* [EXCERPT TO READ]:
As regular readers may recall, I posted an entry titled The Meaning of Home about a year ago but here are more thoughts about it. Alain de Botton writes in The Architecture of Happiness: The Secret Art of Furnishing Your Life, “Those places whose outlook matches and legitimates our own, we tend to honor with the term ‘home.’ Our homes do not have to offer us permanent occupancy or store our clothes to merit the name. To speak of home in relation to a building is simply to recognize its harmony with our own prized internal song. Home can be an airport or a library, a garden or a diner.”

And Kirsten Chapman adds in The Way Home, “We are imprinted with an eternal sense of ‘home’—no matter how far we wander. Home can be found in a place, a person, a book, a melody. When we feel it, we know we’re there. It is that safe haven where we find comfort. Where we feel anchored. It is a lifeline.” So for the time being, we are at home here, and if that changes, I will write about it.

The Road Less Travelled

I am reading a book called The Idle Traveller: The Art of Slow Travel by Dan Kienan, a travel writer who rarely if ever flies because he prefers more pedestrian modes of travel, such as walking. The book is all about taking the road less travelled, which the famous Robert Frost poem “The Road Not Taken” suggests makes all the difference. And I agree, so much so that I carry a copy of the poem in my Moleskine.

* [DIRECTIONS]:
**1)** Answer these questions from the passage on home and slow travel:
(a) Which book by Alain de Botton is quoted?
(b) According to the Kirsten Chapman quotation, in what four things can home be found?
(c) What does the writer carry in the Moleskine?
**2)** Reproduce the passage on home and slow travel word for word, starting with "And Kirsten Chapman" and going on through "write about it.".

* [PROVIDED MATERIAL]:
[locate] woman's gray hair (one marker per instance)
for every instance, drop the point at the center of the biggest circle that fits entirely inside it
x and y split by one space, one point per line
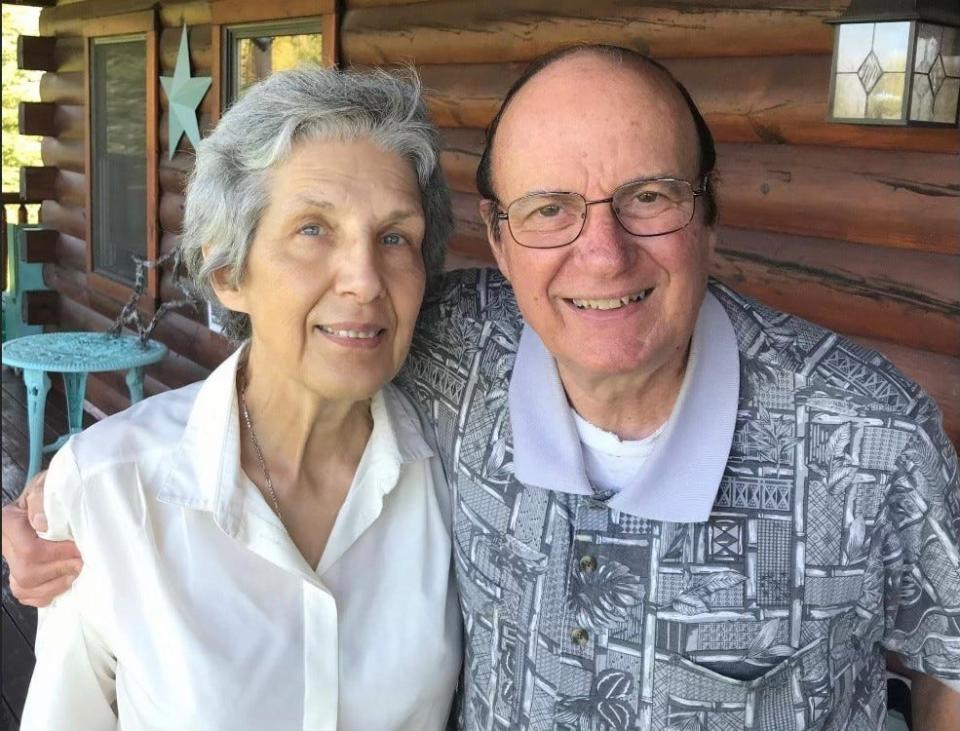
227 192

* [TASK-BY-TASK ANSWERS]:
**1)**
(a) The Architecture of Happiness: The Secret Art of Furnishing Your Life
(b) A place, a person, a book, a melody
(c) A copy of the Robert Frost poem "The Road Not Taken"

**2)**
And Kirsten Chapman adds in The Way Home, “We are imprinted with an eternal sense of ‘home’—no matter how far we wander. Home can be found in a place, a person, a book, a melody. When we feel it, we know we’re there. It is that safe haven where we find comfort. Where we feel anchored. It is a lifeline.” So for the time being, we are at home here, and if that changes, I will write about it.